→ What is expected
Copy out every one of the rows below word for word, in the same order and with no changes to punctuation or spacing.

** start **

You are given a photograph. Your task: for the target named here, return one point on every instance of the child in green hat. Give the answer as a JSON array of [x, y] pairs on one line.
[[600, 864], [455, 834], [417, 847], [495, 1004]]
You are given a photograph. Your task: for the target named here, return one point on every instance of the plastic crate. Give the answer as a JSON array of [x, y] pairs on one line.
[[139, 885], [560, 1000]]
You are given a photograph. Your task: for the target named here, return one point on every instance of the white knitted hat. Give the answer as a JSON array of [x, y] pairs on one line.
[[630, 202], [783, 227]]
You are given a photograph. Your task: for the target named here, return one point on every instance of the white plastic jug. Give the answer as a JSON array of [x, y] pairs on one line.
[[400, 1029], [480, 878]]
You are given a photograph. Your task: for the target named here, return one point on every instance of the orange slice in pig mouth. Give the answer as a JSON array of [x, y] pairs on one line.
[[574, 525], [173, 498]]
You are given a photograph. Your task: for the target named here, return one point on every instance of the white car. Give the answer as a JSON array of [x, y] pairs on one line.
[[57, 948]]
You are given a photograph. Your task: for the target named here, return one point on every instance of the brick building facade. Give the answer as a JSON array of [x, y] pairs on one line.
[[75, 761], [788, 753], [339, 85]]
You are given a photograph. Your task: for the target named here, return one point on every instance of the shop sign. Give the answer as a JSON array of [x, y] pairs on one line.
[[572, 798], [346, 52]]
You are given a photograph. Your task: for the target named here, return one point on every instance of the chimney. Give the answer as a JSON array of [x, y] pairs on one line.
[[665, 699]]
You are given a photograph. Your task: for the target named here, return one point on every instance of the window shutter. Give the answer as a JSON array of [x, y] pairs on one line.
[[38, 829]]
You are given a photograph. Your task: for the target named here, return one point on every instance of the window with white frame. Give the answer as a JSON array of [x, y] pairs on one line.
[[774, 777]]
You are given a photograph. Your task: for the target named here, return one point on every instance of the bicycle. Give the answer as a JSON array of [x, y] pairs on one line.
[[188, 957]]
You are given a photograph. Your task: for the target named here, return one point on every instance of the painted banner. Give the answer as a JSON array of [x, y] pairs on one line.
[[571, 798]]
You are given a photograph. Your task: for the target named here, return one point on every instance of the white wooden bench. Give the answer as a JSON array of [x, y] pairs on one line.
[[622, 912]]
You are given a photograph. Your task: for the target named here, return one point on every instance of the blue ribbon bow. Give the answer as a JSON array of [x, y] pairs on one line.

** end **

→ Response
You are given a photograph. Your task: for the target named here, return one point on every instance of the child in green hat. Give the answer as a JSON array of [x, y] pairs on one line.
[[600, 864], [455, 834], [417, 847], [495, 1004]]
You are given a photograph. Your task: for the target named here, return one point on every instance of the plastic crate. Give the answer as a JSON array of [x, y] pairs on one line.
[[139, 885], [560, 1000]]
You are given a photograph. Your task: for the target named here, return one point on every instance of the white knitted hat. Give the answer as a JSON array of [x, y] pairs on one line.
[[630, 202], [783, 227]]
You are given a photograph. Your task: for the target named here, return one point on every instance of the white plastic jug. Give the answer as a JSON array of [x, y] pairs on one line.
[[400, 1029], [480, 878]]
You are given a photograph. Your task: for the target named here, return one point on every instance of the orange slice in pig mouth. Give the answer as a JSON array of [x, y] pairs on one line.
[[574, 525], [173, 498]]
You are given a photograph. Your task: for the target named here, return one point on every instance of the white car. Give the answer as a JSON array of [x, y] pairs on one line.
[[57, 948]]
You are given a photograph. Your task: for the target named here, return one point on every instance of the brick building facade. Give the answer as a JSON array of [x, y] pairs on one line.
[[75, 761], [788, 753], [339, 85]]
You are given a photograph. Your task: for the target named here, return one point on every instance of the shop sign. Give the answer as a JSON array of [x, y] pairs on one line.
[[572, 798], [346, 52]]
You are given a photograph. Your task: for the target named here, return one point on every instance of the chimney. Give the answer as a JSON array of [x, y] pairs on one line.
[[665, 699]]
You are given a photograph. Your task: for the target named here, return one point on every instance of the window shutter. Give the answer as a JSON array of [x, y] pairs on one line.
[[38, 829]]
You are given a photograph. Your task: for the target named here, return one point on every instance of the window with white frame. Give the answer as a JSON array of [x, y] pairs on one line.
[[774, 777]]
You are given a photograph. Your task: for the target named here, return one point on every instance of the bicycle. Give the answer as a JSON array of [x, y] pairs on one line.
[[188, 957]]
You are given a photograph. Your task: for the target named here, return one point on every instance of the painted banner. Give the answer as a JSON array of [x, y] pairs on one line.
[[571, 798]]
You are given a photograph. Your task: for the target named here, return one point on every instance of the white wooden bench. Give the answer as a JSON array of [x, y] pairs on one line.
[[622, 912]]
You are given a photograph. Your task: for the target named here, return one point on every instance of the blue ribbon bow. Give the answer as a JSON array of [x, y] pairs on one line.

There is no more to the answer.